# Given text
** Start **

21 Flags Game Theory Puzzle - Dynamic Solution With C#

For conext, please read my previous posts:
I’m developing a program that can automatically generate a winning strategy based on different situations (e.g. different starting flags, winning condition, flags that allowed to remove per turn), compare to previous code, hard code some logic, and which only works for specific situations.
 
During the development, I discovered that I have to apply two different strategies  depending on the flags that  are allowed to be removed per turn. I called it: 
 
Consecutive Removeable Flags solution
  • Non-Consecutive Removeable Flags solution
  • I will explain it further in below.
I create a class named FlagRemovalBrain.cs to generate the winning strategy , and following are the properties of this class
  1. public List<int> FlagsThatCanBeRemove { getset; }
  2. public List<int> LosingStateFlagsNum { getset; }
  3. public bool UpperHandIfStartFirst { getset; }
  4. public int WinningCondition { getset; }
  5. public bool IsConsecutive { getset; }
  6. public bool IsCommonMultiple { getset; }
FlagsThatCanBeRemove is flag/s that can be removed per turn.

** End **

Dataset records
** Start **

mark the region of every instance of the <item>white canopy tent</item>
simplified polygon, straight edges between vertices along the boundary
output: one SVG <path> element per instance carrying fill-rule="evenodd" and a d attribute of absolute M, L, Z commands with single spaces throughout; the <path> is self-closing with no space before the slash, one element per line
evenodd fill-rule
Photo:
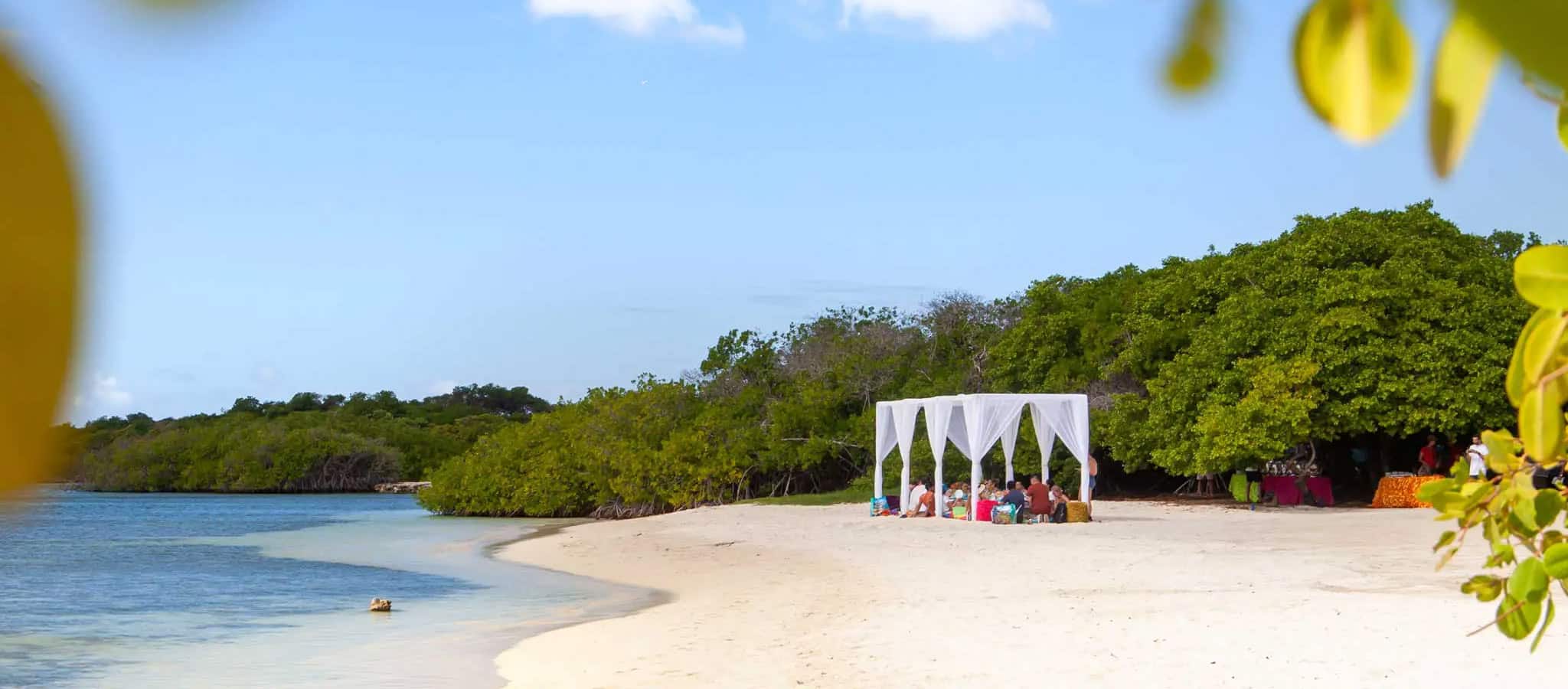
<path fill-rule="evenodd" d="M 883 493 L 883 460 L 898 447 L 903 457 L 898 505 L 909 509 L 909 449 L 914 446 L 914 421 L 925 410 L 925 433 L 936 458 L 936 485 L 942 487 L 942 454 L 947 443 L 969 458 L 969 480 L 980 482 L 980 458 L 999 439 L 1007 458 L 1007 480 L 1013 480 L 1013 449 L 1018 444 L 1018 425 L 1029 408 L 1035 422 L 1035 439 L 1040 441 L 1040 476 L 1051 477 L 1051 449 L 1057 438 L 1079 460 L 1079 499 L 1088 501 L 1088 396 L 1080 394 L 977 394 L 908 399 L 877 403 L 877 469 L 872 474 L 875 498 Z M 971 487 L 974 488 L 974 487 Z M 975 510 L 969 510 L 975 518 Z"/>

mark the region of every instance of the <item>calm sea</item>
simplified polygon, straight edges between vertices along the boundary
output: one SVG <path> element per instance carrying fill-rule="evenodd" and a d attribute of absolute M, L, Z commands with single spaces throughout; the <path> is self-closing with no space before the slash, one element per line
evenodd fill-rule
<path fill-rule="evenodd" d="M 0 686 L 499 686 L 524 636 L 654 600 L 489 557 L 541 524 L 390 494 L 42 491 L 0 505 Z"/>

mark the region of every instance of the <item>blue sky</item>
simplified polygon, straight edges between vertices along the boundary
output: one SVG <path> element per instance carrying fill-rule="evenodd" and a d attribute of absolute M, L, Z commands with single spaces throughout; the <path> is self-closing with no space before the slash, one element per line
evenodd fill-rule
<path fill-rule="evenodd" d="M 1311 118 L 1301 2 L 1232 3 L 1192 102 L 1156 78 L 1179 2 L 122 5 L 0 0 L 83 168 L 75 421 L 575 397 L 677 375 L 729 328 L 1002 297 L 1352 206 L 1568 239 L 1568 154 L 1515 74 L 1439 182 L 1424 77 L 1370 148 Z M 1405 3 L 1424 63 L 1446 5 Z"/>

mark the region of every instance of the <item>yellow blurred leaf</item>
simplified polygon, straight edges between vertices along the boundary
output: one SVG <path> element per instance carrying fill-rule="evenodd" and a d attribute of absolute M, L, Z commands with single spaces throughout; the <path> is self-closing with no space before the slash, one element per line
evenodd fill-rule
<path fill-rule="evenodd" d="M 1568 149 L 1568 104 L 1557 108 L 1557 141 Z"/>
<path fill-rule="evenodd" d="M 1196 93 L 1214 80 L 1215 55 L 1225 36 L 1225 6 L 1220 0 L 1193 0 L 1181 42 L 1165 61 L 1165 83 L 1178 93 Z"/>
<path fill-rule="evenodd" d="M 1405 111 L 1416 49 L 1391 0 L 1317 0 L 1297 25 L 1295 77 L 1319 118 L 1369 143 Z"/>
<path fill-rule="evenodd" d="M 1432 67 L 1427 146 L 1438 177 L 1447 177 L 1465 157 L 1501 57 L 1497 44 L 1469 14 L 1454 14 Z"/>
<path fill-rule="evenodd" d="M 1526 72 L 1568 86 L 1568 2 L 1458 0 L 1455 11 L 1474 17 Z"/>
<path fill-rule="evenodd" d="M 0 46 L 0 491 L 49 479 L 77 304 L 77 199 L 49 108 Z"/>

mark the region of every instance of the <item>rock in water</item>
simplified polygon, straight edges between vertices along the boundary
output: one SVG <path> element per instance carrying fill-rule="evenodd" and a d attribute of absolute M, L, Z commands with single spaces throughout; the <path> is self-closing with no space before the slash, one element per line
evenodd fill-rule
<path fill-rule="evenodd" d="M 398 483 L 376 483 L 376 493 L 419 493 L 430 488 L 428 480 L 405 480 Z"/>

** End **

# Problem details
Please explain in one to three sentences why the 21 flags puzzle post calls for two different strategies.

# Response to this task
During development, it became clear that the strategy has to change depending on which flags are allowed to be removed per turn. That is why there is a Consecutive Removeable Flags solution and a Non-Consecutive Removeable Flags solution.